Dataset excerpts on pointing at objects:
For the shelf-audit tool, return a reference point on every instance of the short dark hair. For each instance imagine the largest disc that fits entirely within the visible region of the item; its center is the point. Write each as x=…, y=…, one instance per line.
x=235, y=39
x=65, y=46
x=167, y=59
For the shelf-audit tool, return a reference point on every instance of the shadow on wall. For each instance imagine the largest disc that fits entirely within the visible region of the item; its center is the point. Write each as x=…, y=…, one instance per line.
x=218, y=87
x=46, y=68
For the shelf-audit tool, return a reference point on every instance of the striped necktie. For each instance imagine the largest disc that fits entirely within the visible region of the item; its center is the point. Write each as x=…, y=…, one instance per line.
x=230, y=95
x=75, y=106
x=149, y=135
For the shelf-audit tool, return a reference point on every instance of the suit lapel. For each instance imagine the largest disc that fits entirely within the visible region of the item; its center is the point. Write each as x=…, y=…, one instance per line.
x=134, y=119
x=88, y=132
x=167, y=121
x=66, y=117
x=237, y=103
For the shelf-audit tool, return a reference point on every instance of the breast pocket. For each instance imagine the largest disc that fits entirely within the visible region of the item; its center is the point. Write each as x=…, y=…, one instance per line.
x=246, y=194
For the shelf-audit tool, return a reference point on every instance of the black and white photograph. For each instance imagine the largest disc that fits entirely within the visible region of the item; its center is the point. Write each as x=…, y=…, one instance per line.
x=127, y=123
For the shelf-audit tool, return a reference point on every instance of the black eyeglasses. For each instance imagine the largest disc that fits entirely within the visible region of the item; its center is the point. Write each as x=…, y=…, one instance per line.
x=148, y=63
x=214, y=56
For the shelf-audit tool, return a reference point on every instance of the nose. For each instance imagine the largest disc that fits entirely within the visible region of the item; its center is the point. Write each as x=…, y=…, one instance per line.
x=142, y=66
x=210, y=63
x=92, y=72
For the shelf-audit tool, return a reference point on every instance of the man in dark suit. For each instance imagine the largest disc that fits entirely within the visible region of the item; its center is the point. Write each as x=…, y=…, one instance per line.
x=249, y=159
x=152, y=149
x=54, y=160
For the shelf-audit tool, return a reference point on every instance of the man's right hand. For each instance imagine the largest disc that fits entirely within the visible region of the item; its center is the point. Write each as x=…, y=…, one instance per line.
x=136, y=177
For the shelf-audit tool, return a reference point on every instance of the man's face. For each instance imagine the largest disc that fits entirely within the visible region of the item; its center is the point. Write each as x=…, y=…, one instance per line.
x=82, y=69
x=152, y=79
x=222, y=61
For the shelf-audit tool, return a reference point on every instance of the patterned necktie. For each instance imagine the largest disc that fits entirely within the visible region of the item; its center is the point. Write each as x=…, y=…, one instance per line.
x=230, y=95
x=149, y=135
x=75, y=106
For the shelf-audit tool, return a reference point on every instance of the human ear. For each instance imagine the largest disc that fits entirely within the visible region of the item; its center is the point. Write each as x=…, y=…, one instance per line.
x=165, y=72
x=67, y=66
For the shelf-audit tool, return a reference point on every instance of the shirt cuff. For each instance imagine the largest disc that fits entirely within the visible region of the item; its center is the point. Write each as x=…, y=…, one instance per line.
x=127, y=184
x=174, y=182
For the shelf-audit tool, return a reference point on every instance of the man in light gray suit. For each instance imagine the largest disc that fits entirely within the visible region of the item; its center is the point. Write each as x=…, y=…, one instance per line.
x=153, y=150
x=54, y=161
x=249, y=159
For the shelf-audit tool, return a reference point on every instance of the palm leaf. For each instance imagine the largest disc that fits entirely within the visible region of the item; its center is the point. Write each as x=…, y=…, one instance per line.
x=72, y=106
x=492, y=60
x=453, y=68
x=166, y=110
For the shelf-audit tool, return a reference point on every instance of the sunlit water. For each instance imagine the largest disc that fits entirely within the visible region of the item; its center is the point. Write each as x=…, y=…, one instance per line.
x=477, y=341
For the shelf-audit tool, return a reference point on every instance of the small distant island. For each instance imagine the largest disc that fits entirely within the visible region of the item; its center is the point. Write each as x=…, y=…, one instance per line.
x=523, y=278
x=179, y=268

Required work:
Can you scale the part that opens with the line containing "of the sunlit" and closes at the end of the entries, giving all its lines again with the requests included, every coordinate in the answers multiplied by 1.8, and each result rounded to a whole number with halves rounded up?

Full solution:
For the shelf-audit tool, return a reference point on every instance of the sunlit water. For each instance imagine the largest disc that fits entirely within the visible region of the item; its center is the point. Write each as x=…, y=…, one instance per line.
x=859, y=614
For the shelf-audit tool, return a reference point on every instance of the small distant island. For each instance imagine the largest disc that fits entirely within the visible region of the item; its center is the point. Write each as x=…, y=…, one instance per line.
x=941, y=500
x=322, y=482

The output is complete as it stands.